• WHAT TO WORK ON: Rewrite the items below as a numbered list, starting at the line that contains "Q: Point to the fallen dry" and running through the end of the items, with both ends included and blank lines dropped. Leave the pictures out.

• DATA EXTRACT:

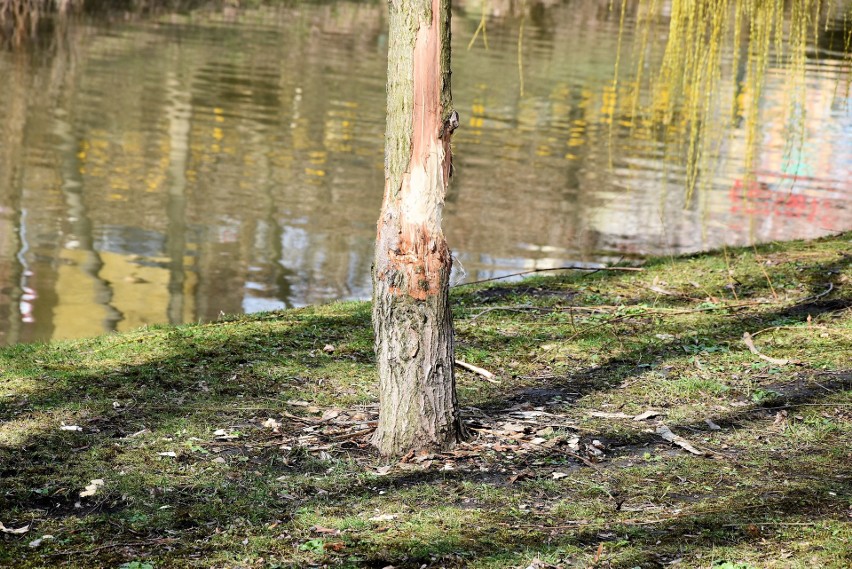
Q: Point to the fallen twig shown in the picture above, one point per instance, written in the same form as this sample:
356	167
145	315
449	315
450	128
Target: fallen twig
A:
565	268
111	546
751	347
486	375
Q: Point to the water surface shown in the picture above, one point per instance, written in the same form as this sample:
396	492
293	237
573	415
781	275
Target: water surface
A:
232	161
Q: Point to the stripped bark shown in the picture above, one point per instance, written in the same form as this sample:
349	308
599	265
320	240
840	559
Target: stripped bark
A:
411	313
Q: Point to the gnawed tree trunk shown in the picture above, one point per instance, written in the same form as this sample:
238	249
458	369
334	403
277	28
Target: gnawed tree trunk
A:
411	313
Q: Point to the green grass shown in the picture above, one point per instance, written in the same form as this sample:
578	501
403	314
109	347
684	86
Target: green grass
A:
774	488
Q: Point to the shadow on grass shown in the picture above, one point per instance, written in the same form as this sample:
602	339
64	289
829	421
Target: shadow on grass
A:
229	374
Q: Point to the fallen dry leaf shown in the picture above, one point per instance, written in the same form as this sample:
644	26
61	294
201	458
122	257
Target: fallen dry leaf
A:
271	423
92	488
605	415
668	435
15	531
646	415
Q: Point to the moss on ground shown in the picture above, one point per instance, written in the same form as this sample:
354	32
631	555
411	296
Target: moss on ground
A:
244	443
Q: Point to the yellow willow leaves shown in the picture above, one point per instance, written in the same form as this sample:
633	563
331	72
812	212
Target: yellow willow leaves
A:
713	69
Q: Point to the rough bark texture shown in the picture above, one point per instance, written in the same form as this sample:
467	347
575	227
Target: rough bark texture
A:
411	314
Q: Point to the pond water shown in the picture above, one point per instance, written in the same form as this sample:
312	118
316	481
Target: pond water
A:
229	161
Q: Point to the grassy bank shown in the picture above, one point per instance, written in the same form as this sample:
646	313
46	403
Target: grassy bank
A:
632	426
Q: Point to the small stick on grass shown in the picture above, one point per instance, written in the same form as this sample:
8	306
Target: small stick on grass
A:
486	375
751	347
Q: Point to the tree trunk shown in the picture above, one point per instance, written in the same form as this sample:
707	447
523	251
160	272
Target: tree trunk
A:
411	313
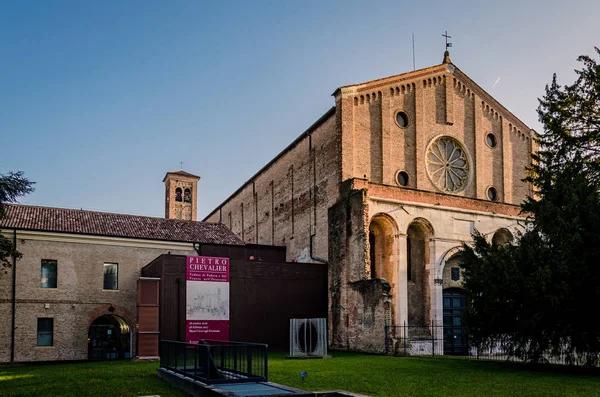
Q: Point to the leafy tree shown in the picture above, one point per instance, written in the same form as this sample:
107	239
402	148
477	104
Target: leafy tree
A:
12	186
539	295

• FINAL RESULT:
1. Q: Point to the fallen dry leaf shown in the picture above, one point per instance, written in the same form as this sample:
2. 644	26
3. 61	294
4. 201	458
5. 122	257
6. Target: fallen dry leaf
7. A:
8. 271	423
9. 92	488
10. 605	415
11. 668	435
12. 15	531
13. 646	415
14. Q: Point to the moss on ground shown in the picture above, one point per instance, written in the same form as this sample:
15. 354	32
16. 631	555
17. 411	296
18. Target: moss on ground
19. A:
20. 244	443
21. Q: Point to the yellow willow leaves shown in the picture above, one point per instance, written in the same form as this sample:
22. 633	563
23. 331	72
24. 812	212
25. Target: yellow willow leaves
26. A:
27. 713	69
28. Q: Point to the rough bark texture shown in the picture above, one point per instance, written in the same form as this sample:
29. 467	347
30. 575	227
31. Target: rough bark texture
32. A:
33. 411	314
34. Q: Point to the pond water shown in the picture above, one point per instance, written in the same form as this sample:
35. 312	118
36. 316	481
37. Target: pond water
38. A:
39. 229	161
40. Q: Point to the grassy bank shown in the picture above, one point per instance, written in the same form as this sample:
41. 646	313
42. 46	403
43. Target: grassy bank
44. A:
45. 632	426
46. Q: Point to the small stick on grass shown in the picture above, one point per instance, written in the same form as this sample:
47. 8	306
48. Target: small stick on grass
49. A:
50. 486	375
51. 751	347
52. Q: Point to the tree trunk shown in the picture above, one point per instance, written in the same form as this sample:
53. 707	447
54. 523	251
55. 160	272
56. Target: tree trunk
57. A:
58. 411	313
59. Q: Point to the leafy tree shown in the picture above, one point per instance, written in the same form as this sample:
60. 107	239
61. 402	148
62. 477	104
63. Target: leafy tree
64. A:
65. 12	186
66. 539	295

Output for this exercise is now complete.